§ **Blok Teks**
C. Peran Hakim Sebagai Subyek Penemuan Hukum
Dalam arti sempit/khusus
penegakan hukum (law enforcement) adalah kegiatan kekuasaan negara yang
dilakukan oleh aparatur pemerintah/eksekutif (kepolisian, kejaksaan, dsb).
Sedangkan dalam arti luas Hakim/Pengadilan termasuk didalamnya. Bagi negeri
kita hal itu dapat di lihat pada pasal 5 ayat (1) UU No. 48 Tahun 2009 Tentang
Kekuasaan Kehakiman bahwa “Hakim dan Hakim Konstitusi wajib menggali,
mengikuti, dan memahami nilai-nilai hukum dan dan rasa keadilan yang hidup
dalam masyarakat”.
Penegakan hukum dalam hal mememukan
hukum yang hidup dalam masyarakat, yang di lakukan oleh hakim mencakup wilayah
hukum publik baik hukum pidana maupun hukum privat. Karena itu sektor inilah
yang akan lebih banyak yang akan disorot ketimbang komponen-komponen yang lain.
Pada hakekatnya penegakan hukum itu merupakan pengamalan hukum (anwendung des
rechts) dapat berbentuk pembuatan
Undang-Undang (wetgeving, kegiatan membuat produk-produk legislatif ) maupun
dengan penafsiran hukum simultan dikerjakan pelaksanaan atau penerapan hukum
(teopasing van het recht/law aplication). Pelaksanaan penerapan hukum disertai
dan dilandasi penafsiran hukum itulah, dengan kata lain dinamakan Penemuan
Hukum (rechtsvinding/lawfinding). Walhasil penemuan hukum adalah salah satu
wujud penegakan hukum.

§ **Tugas yang Diberikan 1**
Rangkumlah teks tentang peran hakim dalam penemuan hukum di atas dalam dua kalimat.

[Catatan dari sebuah set data]
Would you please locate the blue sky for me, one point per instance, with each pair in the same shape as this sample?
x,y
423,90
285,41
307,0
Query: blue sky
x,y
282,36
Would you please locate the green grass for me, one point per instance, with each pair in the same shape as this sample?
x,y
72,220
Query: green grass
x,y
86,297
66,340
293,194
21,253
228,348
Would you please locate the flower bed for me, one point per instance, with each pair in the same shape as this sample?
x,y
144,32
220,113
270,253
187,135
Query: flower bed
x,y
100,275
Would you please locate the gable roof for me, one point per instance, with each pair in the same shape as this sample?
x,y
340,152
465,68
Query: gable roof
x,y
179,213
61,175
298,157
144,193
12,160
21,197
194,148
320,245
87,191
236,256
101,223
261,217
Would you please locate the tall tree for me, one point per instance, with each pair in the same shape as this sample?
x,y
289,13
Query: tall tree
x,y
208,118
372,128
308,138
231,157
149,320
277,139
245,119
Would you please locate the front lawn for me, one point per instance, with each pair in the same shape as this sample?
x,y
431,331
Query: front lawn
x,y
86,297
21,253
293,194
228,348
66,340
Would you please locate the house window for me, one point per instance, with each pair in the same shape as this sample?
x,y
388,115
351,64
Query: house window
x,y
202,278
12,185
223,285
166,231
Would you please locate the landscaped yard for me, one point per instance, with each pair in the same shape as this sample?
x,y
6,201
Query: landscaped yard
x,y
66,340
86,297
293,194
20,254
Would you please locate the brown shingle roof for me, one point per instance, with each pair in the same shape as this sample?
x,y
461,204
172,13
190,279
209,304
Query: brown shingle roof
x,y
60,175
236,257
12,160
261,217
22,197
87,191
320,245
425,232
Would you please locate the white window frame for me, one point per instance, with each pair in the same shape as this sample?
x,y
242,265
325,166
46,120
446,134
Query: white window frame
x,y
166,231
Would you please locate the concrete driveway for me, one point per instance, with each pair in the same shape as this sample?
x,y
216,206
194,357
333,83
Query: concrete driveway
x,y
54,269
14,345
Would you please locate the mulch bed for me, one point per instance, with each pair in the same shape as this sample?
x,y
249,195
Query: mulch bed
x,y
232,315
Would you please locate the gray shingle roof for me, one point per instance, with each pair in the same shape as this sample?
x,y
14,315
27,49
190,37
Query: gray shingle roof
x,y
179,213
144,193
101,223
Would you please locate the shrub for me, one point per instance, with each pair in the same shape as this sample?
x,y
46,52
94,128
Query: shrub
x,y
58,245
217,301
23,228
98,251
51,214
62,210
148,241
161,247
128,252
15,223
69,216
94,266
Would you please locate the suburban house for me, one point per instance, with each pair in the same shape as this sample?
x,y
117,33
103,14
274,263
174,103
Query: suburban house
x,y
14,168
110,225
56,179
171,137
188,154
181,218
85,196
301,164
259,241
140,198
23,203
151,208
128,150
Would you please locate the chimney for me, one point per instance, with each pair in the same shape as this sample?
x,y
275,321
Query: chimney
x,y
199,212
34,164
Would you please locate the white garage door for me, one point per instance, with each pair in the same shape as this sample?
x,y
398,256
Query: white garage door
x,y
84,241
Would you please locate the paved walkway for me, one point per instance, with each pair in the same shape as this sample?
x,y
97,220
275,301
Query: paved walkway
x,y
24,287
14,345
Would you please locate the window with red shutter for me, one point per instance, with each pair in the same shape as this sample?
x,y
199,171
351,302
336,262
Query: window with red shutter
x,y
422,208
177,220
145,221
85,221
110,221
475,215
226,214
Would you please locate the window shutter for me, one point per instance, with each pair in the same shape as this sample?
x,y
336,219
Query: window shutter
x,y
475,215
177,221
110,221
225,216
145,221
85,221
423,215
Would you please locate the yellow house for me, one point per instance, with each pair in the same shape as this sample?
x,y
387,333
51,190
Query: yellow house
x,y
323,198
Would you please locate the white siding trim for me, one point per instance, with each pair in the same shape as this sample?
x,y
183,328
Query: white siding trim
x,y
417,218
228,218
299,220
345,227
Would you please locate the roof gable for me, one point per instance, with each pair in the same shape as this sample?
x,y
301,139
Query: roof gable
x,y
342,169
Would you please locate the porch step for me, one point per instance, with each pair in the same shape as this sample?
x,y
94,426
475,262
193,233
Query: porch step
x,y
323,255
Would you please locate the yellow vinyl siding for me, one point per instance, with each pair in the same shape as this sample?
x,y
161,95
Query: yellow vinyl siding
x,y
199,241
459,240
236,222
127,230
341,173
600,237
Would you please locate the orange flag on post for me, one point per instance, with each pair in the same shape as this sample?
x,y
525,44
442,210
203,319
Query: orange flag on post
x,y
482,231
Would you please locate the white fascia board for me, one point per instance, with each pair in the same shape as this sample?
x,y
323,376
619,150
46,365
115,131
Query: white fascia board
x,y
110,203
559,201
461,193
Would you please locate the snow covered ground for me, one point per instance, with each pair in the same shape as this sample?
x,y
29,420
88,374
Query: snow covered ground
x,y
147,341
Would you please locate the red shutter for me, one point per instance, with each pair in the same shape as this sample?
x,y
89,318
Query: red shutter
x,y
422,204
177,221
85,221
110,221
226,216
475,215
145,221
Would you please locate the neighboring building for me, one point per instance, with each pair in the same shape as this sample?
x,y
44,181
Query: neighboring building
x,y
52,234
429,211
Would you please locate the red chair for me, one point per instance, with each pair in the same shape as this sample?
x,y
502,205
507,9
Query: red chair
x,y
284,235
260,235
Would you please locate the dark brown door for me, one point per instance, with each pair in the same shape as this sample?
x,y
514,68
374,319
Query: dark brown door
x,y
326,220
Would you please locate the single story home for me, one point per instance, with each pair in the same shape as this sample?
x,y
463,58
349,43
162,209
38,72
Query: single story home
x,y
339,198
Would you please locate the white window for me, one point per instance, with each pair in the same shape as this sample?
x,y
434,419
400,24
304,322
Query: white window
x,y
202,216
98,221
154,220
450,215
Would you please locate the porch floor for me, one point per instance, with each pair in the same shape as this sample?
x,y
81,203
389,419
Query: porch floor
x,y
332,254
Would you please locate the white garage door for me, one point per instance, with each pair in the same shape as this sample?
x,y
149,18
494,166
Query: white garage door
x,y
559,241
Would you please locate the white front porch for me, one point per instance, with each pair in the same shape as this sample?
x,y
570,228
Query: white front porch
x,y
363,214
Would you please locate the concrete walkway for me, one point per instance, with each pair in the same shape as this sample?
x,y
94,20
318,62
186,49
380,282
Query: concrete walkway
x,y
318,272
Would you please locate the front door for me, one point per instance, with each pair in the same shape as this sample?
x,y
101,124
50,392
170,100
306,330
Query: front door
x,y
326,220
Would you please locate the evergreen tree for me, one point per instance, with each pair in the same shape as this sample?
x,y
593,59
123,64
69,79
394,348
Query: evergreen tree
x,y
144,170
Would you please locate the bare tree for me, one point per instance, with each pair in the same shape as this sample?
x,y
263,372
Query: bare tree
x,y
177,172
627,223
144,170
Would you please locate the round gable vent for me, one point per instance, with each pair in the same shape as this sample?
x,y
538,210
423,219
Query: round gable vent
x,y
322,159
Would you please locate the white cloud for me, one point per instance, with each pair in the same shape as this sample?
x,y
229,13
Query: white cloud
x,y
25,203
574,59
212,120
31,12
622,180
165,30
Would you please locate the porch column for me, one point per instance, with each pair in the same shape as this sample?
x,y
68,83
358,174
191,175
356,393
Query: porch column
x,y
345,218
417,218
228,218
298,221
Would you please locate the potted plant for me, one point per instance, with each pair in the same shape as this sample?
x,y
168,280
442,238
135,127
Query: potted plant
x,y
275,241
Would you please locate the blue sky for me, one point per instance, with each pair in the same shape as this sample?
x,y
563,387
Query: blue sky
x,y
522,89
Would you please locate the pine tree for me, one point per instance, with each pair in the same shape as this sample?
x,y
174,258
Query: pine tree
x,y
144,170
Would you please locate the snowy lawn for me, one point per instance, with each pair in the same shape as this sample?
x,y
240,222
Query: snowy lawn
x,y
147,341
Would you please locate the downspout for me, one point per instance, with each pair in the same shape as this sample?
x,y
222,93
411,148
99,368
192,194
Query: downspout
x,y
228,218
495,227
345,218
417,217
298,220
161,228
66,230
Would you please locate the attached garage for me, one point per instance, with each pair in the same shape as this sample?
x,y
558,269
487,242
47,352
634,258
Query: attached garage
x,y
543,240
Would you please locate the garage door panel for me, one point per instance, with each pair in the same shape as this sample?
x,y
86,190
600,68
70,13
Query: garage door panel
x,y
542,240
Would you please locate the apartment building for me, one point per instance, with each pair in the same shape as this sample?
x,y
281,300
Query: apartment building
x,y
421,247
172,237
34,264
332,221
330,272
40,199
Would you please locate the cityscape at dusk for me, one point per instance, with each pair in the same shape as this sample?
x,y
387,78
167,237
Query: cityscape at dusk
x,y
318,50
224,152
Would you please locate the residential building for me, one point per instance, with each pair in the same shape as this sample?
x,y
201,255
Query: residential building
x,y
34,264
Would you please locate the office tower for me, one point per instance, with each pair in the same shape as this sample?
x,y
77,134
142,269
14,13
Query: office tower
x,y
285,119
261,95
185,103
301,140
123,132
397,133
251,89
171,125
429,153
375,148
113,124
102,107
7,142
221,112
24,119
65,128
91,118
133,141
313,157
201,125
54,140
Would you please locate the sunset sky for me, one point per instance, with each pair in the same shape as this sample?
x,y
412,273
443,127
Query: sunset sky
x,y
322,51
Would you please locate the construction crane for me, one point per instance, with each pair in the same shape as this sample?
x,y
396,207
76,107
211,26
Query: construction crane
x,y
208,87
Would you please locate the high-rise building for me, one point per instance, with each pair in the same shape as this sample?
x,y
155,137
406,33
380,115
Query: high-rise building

§ **Tugas yang Diberikan 2**
Tolong tuliskan kembali tanpa perubahan bagian catatan dari baris yang memuat "Would you please locate the sunset" hingga akhir catatan, dengan kedua ujungnya disertakan.

§ **Jawaban 1**
Dalam arti sempit, penegakan hukum adalah kegiatan kekuasaan negara yang dilakukan aparatur eksekutif seperti kepolisian dan kejaksaan, sedangkan dalam arti luas hakim atau pengadilan juga termasuk di dalamnya. Pasal 5 ayat (1) UU No. 48 Tahun 2009 mewajibkan hakim menggali, mengikuti, dan memahami nilai-nilai hukum dan rasa keadilan yang hidup dalam masyarakat, dan pelaksanaan penerapan hukum yang disertai serta dilandasi penafsiran hukum disebut penemuan hukum, yang merupakan salah satu wujud penegakan hukum.

§ **Jawaban 2**
Would you please locate the sunset sky for me, one point per instance, with each pair in the same shape as this sample?
x,y
412,273
443,127
Query: sunset sky
x,y
322,51
Would you please locate the construction crane for me, one point per instance, with each pair in the same shape as this sample?
x,y
396,207
76,107
211,26
Query: construction crane
x,y
208,87
Would you please locate the high-rise building for me, one point per instance, with each pair in the same shape as this sample?
x,y
155,137
406,33
380,115
Query: high-rise building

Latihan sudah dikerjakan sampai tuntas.